__WHAT TO WORK ON__:
Reproduce every row below word for word, without any alteration.

__SOURCE DATA__:

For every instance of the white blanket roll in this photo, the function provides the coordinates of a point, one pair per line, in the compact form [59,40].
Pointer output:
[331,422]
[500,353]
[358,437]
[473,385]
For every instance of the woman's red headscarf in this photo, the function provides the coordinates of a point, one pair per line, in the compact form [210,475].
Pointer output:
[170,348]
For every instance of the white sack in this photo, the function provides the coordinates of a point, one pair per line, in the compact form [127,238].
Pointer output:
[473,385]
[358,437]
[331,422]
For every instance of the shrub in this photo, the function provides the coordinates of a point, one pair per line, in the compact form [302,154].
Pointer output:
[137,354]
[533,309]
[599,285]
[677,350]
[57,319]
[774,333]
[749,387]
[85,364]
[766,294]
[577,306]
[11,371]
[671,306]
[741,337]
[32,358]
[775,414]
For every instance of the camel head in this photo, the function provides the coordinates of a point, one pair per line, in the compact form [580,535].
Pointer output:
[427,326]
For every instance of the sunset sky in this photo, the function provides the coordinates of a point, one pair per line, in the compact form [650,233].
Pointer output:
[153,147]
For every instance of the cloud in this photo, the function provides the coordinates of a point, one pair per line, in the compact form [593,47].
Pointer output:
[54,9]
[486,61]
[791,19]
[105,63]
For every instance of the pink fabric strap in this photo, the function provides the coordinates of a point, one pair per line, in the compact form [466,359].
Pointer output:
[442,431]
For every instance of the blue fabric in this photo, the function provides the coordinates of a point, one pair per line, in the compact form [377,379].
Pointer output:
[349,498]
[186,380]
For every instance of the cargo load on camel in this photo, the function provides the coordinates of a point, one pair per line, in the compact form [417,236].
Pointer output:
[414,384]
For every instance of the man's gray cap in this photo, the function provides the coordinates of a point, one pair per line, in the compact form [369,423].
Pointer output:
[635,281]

__RESULT OF THE TASK__:
For every instance of the white blanket roll in this photo, the function provides the coordinates of a point, one pair per line, in the compact form [59,40].
Pointer output:
[331,422]
[500,353]
[358,437]
[473,385]
For every instance of the woman's red headscarf in this photo, the function provides the coordinates of a point, one pair per line, in the compact form [210,475].
Pointer output:
[170,348]
For every instance of the white sack in this photo, the function provides the coordinates of a point, one pair per line, in the compact form [127,238].
Pointer output:
[473,385]
[358,437]
[331,422]
For every instance of the shrub in this photo, the function provides the coordinates of a point, one pair per line, in the compact form [302,154].
Pointer output:
[137,354]
[533,309]
[599,285]
[677,350]
[57,319]
[774,333]
[749,387]
[85,364]
[766,294]
[577,306]
[11,371]
[671,306]
[741,337]
[32,358]
[775,414]
For every instance of the camel head in this photo, the function provides the coordinates of a point, one pair per line, in the compact form [580,535].
Pointer output:
[427,326]
For every instance of the sunset sky in this photo, the function provides the coordinates of a point, one pair per line, in the compact form [650,233].
Pointer output:
[153,147]
For every instance of the cloud in this photo, the function provides the coordinates of a point, one pair per line, in the compact form [593,47].
Pointer output:
[54,9]
[486,61]
[791,19]
[105,63]
For every instance of the pink fabric strap in this photo, the function provides the coordinates of a point, one pair per line, in the compact form [466,359].
Pointer output:
[442,431]
For every instance of the blue fabric in this photo, the function provides the coordinates of a point, one pair per line, in the compact form [377,379].
Pointer output:
[349,498]
[186,380]
For every instance of the cargo load on camel in this photo, the function provides the coordinates of a point, one pair per line, in the compact form [417,236].
Pointer output:
[414,384]
For every instance of the man's gray cap in this photo, the function provides the coordinates of a point, one pair per line, in the compact form [369,423].
Pointer output:
[635,281]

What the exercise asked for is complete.